Your instructions.
Gather every line of the items below that contains the word "pole" and copy each one out in full.

Working data.
-------
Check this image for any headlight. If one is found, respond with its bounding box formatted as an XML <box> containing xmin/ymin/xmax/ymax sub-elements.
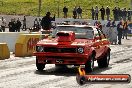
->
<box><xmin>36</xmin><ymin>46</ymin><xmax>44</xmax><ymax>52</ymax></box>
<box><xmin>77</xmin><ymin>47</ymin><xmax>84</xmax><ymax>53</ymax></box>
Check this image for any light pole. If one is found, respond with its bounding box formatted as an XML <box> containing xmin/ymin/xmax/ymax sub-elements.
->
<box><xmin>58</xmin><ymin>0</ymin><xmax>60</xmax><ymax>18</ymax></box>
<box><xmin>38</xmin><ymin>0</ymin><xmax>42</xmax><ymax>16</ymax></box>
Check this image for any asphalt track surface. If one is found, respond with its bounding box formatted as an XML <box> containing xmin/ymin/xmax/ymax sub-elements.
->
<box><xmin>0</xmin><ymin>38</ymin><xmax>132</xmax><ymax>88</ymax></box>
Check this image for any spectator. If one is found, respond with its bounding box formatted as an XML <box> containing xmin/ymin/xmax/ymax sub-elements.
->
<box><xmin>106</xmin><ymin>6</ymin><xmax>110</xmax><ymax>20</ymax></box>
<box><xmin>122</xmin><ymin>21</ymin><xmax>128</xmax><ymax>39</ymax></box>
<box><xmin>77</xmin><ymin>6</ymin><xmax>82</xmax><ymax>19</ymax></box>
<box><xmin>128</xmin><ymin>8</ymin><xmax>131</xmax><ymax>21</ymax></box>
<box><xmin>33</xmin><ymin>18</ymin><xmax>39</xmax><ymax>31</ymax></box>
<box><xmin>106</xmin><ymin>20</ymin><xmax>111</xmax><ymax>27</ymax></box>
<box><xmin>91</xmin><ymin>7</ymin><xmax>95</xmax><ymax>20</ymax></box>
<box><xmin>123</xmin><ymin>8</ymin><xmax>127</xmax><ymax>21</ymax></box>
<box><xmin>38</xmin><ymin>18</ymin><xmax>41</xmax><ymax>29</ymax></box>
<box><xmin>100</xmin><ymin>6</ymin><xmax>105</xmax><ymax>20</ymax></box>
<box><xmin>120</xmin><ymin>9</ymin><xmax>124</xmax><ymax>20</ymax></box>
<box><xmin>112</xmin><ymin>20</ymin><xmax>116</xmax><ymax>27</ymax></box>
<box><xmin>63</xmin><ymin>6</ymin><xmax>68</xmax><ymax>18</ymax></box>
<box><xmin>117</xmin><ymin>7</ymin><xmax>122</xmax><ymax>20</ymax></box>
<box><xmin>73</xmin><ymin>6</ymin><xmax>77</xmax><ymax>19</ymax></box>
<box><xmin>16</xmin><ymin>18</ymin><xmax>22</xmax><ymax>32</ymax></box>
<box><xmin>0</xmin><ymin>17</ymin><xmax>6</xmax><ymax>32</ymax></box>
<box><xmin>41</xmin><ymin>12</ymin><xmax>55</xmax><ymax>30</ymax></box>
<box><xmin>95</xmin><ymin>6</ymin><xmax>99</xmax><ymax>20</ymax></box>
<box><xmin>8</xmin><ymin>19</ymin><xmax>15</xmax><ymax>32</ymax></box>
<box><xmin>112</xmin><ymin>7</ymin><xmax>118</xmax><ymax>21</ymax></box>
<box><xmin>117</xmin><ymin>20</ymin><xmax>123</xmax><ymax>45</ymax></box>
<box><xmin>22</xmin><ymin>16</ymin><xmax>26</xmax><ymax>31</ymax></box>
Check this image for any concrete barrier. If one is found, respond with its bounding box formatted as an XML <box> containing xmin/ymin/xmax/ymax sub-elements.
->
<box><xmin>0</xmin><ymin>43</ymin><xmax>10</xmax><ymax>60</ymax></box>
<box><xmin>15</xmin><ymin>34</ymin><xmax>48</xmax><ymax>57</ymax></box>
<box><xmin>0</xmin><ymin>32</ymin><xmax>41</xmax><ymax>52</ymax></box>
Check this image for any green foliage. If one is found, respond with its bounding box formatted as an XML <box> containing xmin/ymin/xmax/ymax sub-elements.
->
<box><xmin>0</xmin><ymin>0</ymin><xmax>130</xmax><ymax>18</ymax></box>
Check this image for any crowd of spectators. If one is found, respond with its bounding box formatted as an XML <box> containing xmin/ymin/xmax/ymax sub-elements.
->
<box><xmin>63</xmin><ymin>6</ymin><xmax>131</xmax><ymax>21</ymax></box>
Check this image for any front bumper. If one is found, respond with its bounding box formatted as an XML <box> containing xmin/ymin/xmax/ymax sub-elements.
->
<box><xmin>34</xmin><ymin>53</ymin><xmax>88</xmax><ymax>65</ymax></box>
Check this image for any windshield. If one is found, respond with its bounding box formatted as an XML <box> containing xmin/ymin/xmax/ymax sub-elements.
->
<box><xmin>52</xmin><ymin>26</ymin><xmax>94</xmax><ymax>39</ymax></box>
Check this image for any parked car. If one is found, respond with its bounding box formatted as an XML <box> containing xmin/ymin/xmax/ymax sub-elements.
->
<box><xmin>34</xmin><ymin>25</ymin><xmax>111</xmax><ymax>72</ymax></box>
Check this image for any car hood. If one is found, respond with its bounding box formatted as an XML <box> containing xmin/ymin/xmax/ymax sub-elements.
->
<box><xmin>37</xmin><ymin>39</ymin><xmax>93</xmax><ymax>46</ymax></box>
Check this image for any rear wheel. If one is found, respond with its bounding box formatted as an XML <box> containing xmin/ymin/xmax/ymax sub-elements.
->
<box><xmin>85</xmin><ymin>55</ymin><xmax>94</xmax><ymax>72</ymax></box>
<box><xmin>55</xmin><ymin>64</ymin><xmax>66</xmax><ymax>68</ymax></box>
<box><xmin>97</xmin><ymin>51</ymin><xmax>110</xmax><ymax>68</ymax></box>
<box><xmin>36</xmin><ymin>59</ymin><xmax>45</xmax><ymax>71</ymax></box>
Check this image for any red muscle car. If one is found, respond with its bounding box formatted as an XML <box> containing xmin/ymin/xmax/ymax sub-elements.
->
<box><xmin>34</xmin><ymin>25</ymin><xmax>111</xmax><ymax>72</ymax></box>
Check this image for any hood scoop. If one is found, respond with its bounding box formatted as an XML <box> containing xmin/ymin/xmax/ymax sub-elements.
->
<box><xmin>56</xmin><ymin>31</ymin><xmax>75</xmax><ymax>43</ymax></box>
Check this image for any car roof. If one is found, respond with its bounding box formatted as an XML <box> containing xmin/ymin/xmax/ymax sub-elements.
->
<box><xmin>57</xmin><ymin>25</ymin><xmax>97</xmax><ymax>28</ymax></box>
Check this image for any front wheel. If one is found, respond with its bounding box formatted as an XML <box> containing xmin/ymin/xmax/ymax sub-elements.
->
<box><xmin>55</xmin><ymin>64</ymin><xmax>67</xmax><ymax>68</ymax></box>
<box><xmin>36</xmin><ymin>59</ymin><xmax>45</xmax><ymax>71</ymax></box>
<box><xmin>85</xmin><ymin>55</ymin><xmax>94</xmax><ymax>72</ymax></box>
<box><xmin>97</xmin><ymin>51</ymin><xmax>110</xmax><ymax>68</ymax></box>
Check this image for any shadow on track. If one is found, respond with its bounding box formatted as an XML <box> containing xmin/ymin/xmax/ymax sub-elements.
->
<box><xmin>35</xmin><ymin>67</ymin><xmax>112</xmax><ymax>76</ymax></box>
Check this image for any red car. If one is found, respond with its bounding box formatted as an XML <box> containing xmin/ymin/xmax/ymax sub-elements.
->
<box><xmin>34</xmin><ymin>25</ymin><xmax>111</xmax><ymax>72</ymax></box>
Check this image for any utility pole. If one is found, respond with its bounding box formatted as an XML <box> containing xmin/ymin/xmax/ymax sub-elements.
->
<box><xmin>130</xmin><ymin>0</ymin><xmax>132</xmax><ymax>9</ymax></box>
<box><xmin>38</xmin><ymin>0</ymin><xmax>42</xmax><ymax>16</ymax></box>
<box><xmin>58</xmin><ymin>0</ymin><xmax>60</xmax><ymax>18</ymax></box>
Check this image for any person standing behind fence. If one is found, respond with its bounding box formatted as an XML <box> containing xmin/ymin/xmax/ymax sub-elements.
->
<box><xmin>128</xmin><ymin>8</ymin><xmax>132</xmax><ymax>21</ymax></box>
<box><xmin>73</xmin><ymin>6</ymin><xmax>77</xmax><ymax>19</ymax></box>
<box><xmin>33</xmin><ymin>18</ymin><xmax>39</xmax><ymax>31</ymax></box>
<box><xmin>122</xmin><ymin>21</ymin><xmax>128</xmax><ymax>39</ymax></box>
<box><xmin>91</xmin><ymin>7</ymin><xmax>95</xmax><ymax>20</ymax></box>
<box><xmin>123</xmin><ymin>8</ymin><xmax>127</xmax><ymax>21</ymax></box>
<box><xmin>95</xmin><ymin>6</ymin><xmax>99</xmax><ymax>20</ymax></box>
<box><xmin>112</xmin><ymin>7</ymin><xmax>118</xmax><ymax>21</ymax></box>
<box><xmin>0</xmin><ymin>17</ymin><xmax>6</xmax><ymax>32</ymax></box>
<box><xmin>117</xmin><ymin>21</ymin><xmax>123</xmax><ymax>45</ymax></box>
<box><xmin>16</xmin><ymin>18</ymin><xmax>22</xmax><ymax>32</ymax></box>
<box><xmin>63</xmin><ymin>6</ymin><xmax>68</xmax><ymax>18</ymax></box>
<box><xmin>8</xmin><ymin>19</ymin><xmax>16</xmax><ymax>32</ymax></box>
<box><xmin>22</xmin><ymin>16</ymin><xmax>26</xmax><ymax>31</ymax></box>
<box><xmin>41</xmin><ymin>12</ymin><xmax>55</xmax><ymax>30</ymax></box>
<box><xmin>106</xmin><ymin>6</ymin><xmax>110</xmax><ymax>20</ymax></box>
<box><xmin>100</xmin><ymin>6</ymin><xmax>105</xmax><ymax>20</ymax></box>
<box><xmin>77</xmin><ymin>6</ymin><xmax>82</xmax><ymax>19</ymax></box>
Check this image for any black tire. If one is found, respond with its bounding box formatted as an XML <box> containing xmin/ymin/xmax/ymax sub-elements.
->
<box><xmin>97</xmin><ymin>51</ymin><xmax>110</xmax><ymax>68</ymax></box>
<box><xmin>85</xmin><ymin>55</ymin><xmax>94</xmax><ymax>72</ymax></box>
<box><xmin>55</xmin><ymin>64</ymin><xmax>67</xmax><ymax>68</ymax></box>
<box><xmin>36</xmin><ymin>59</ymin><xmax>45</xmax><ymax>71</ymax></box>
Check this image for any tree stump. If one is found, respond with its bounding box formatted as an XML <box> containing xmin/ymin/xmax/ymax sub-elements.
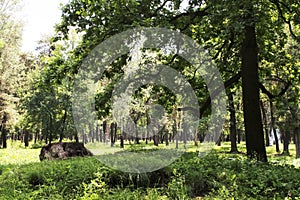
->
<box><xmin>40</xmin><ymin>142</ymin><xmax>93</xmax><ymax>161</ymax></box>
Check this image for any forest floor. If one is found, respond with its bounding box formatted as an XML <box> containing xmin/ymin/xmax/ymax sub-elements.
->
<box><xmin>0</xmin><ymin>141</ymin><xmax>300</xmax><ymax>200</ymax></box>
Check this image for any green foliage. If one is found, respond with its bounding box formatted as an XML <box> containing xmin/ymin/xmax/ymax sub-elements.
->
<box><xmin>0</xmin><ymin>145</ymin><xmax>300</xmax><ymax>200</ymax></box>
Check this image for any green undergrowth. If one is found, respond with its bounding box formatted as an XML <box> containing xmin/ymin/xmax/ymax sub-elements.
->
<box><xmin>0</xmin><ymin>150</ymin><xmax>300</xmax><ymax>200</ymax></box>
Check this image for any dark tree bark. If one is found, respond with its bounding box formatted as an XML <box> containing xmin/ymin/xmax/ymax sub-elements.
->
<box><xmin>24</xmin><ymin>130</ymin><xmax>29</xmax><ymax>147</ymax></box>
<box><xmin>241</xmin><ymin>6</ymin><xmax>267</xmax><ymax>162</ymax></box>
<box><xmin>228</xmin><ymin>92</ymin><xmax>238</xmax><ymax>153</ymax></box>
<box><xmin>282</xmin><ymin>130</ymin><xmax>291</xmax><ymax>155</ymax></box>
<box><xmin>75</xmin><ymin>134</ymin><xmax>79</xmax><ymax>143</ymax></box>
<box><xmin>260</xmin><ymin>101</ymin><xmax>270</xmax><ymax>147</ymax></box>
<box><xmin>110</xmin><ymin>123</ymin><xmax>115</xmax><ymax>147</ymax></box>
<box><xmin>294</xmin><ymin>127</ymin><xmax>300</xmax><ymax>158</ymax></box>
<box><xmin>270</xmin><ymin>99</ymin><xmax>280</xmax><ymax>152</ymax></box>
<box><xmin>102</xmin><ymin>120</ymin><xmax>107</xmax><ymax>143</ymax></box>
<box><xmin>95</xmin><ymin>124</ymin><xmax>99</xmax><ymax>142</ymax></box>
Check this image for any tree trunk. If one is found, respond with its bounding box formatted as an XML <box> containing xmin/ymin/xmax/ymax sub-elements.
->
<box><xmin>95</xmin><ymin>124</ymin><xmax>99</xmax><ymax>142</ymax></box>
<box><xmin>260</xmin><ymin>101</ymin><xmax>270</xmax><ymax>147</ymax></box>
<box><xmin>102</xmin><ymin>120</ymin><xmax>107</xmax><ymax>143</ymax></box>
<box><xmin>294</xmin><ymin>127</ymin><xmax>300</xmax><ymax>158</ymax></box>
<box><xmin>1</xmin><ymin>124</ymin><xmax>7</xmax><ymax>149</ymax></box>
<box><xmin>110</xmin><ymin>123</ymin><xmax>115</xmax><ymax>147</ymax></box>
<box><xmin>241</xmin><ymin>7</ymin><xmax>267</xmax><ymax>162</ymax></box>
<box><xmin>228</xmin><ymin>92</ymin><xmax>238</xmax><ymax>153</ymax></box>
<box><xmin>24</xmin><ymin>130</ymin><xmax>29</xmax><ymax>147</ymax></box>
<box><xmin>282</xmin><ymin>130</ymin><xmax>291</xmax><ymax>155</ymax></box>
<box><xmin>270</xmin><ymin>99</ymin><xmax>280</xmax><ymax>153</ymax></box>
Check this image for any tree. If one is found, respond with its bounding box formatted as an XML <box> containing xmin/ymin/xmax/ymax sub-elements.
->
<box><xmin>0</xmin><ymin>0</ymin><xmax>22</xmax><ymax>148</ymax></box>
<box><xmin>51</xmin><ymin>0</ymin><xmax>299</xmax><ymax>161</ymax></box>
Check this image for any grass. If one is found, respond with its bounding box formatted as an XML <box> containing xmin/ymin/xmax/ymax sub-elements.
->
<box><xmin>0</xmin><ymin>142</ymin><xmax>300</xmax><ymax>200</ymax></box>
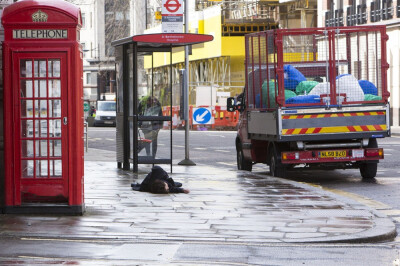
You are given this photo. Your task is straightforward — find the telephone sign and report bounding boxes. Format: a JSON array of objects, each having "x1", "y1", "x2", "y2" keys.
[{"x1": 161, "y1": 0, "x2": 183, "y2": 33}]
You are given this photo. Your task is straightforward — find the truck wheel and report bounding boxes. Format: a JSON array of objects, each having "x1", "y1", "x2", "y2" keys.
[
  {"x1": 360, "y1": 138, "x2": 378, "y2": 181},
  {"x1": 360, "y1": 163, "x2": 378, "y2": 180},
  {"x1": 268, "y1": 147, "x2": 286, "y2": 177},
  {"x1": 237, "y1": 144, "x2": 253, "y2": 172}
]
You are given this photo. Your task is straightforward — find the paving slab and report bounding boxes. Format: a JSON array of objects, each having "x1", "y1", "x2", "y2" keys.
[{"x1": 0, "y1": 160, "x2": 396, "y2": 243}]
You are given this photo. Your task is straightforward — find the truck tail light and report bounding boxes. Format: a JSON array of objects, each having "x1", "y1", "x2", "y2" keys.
-------
Answer to this exercise.
Check this image for any light pole. If one is found, respond with its bounding box formatted as an XML <box> containing xmin/ymin/xmax/ymax sub-elements.
Check this image for any utility pole. If one is found, respond with its bounding box formatted as an XML <box> containing xmin/ymin/xmax/ymax sub-elements.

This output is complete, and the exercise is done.